• Users Online: 81
  • Print this page
  • Email this page

 Table of Contents  
Year : 2021  |  Volume : 1  |  Issue : 1  |  Page : 31-34

Rapidly progressive dyspnea in an elderly diabetic

1 Department of Internal Medicine, A J Institute of Medical Sciences and Research Center, Mangalore, Karnataka, India
2 Department of Respiratory Medicine, A J Institute of Medical Sciences and Research Center, Mangalore, Karnataka, India

Date of Submission15-Oct-2020
Date of Decision09-Nov-2020
Date of Acceptance10-Nov-2020
Date of Web Publication28-Jan-2021

Correspondence Address:
Dr. Vishnu Sharma
Department of Respiratory Medicine, A J Institute of Medical Sciences and Research Center, Kuntikana, Mangalore, Karnataka
Login to access the Email id

Source of Support: None, Conflict of Interest: None

DOI: 10.4103/jalh.jalh_5_20

Rights and Permissions

Breathlessness is a common presenting symptom in the emergency room. Focused history, clinical examination, and proper stepwise evaluations are essential for early diagnosis and treatment. The most common presenting feature of nCovid19 pneumonia is rapidly progressive breathlessness. During this pandemic, we need to differentiate nCovid19 pneumonia from other causes for breathlessness. Here, we discuss the differential diagnosis for rapidly progressive breathlessness, how to evaluate a patient with suspected nCovid19 pneumonia and the role of chest computed tomography scan in nCovid19.

Keywords: High resolution computed tomography scan, nCovid19 pneumonia, rapidly progressive dyspnea, reverse transcriptase-polymerase chain reaction, viral pneumonia

How to cite this article:
Bhandary NM, Sharma V, Megha S N. Rapidly progressive dyspnea in an elderly diabetic. J Adv Lung Health 2021;1:31-4

How to cite this URL:
Bhandary NM, Sharma V, Megha S N. Rapidly progressive dyspnea in an elderly diabetic. J Adv Lung Health [serial online] 2021 [cited 2021 Mar 4];1:31-4. Available from: http://www.jalh.com/text.asp?2021/1/1/31/308271

  History Top

A 78-year-old male, known diabetic and hypertensive, was brought to the emergency room with a history of progressive breathlessness for 2 days. One week back, he had low-grade fever for 2 days, which was associated with generalized weakness, body ache, and anorexia. He developed nonproductive cough and progressive breathlessness 5 days after the onset of fever. He had no chest pain or hemoptysis nor any cardiac, gastrointestinal, urinary, or neurological symptoms. No history suggestive of aspiration or inhalation lung injury. No history of any psychiatric symptoms, no other significant illness in the past except for diabetes and hypertension. He was on regular medications for diabetes and hypertension. He was a lifelong nonsmoker and had no other addictions. He was a retired bank employee. He lives with his son and grandchild, who had fever for 2 days and then became symptom-free. He developed fever 4 days after his son had fever.

Question 1. Which of the following is MOST LIKELY in this patient?

-----

= Apply what you read =
1 > Reproduce the portion of the case report from "Source of Support: None, Conflict" to "scan in nCovid19." word for word.
2 > List every keyword given for the case report.

= Point localization records =
-----

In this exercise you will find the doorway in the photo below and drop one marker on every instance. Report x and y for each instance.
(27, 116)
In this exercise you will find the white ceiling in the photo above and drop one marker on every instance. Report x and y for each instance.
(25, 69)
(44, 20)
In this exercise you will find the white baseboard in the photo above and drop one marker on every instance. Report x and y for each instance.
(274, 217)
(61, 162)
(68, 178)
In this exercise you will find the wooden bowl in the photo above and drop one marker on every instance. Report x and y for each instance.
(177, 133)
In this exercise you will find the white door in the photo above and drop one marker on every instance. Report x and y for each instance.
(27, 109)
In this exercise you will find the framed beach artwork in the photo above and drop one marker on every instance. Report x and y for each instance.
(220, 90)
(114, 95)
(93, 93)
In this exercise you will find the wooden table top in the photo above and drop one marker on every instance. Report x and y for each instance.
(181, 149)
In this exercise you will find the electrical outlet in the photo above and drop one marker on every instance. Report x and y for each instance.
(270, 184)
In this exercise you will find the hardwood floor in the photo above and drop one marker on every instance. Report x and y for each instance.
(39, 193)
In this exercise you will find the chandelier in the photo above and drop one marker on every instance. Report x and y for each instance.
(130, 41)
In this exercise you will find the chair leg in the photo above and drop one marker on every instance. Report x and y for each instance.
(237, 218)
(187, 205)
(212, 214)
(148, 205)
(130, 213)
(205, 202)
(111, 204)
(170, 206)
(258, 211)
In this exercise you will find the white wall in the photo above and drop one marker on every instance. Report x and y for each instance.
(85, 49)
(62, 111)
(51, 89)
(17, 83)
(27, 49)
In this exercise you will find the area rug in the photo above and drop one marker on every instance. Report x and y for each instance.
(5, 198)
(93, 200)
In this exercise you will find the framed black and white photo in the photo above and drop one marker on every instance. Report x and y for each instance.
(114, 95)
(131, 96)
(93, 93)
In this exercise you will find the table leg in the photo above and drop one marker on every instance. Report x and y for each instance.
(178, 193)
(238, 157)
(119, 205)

-----

= Written answers =
1 >
Source of Support: None, Conflict of Interest: None

DOI: 10.4103/jalh.jalh_5_20

Rights and Permissions

Breathlessness is a common presenting symptom in the emergency room. Focused history, clinical examination, and proper stepwise evaluations are essential for early diagnosis and treatment. The most common presenting feature of nCovid19 pneumonia is rapidly progressive breathlessness. During this pandemic, we need to differentiate nCovid19 pneumonia from other causes for breathlessness. Here, we discuss the differential diagnosis for rapidly progressive breathlessness, how to evaluate a patient with suspected nCovid19 pneumonia and the role of chest computed tomography scan in nCovid19.

2 >
- High resolution computed tomography scan
- nCovid19 pneumonia
- rapidly progressive dyspnea
- reverse transcriptase-polymerase chain reaction
- viral pneumonia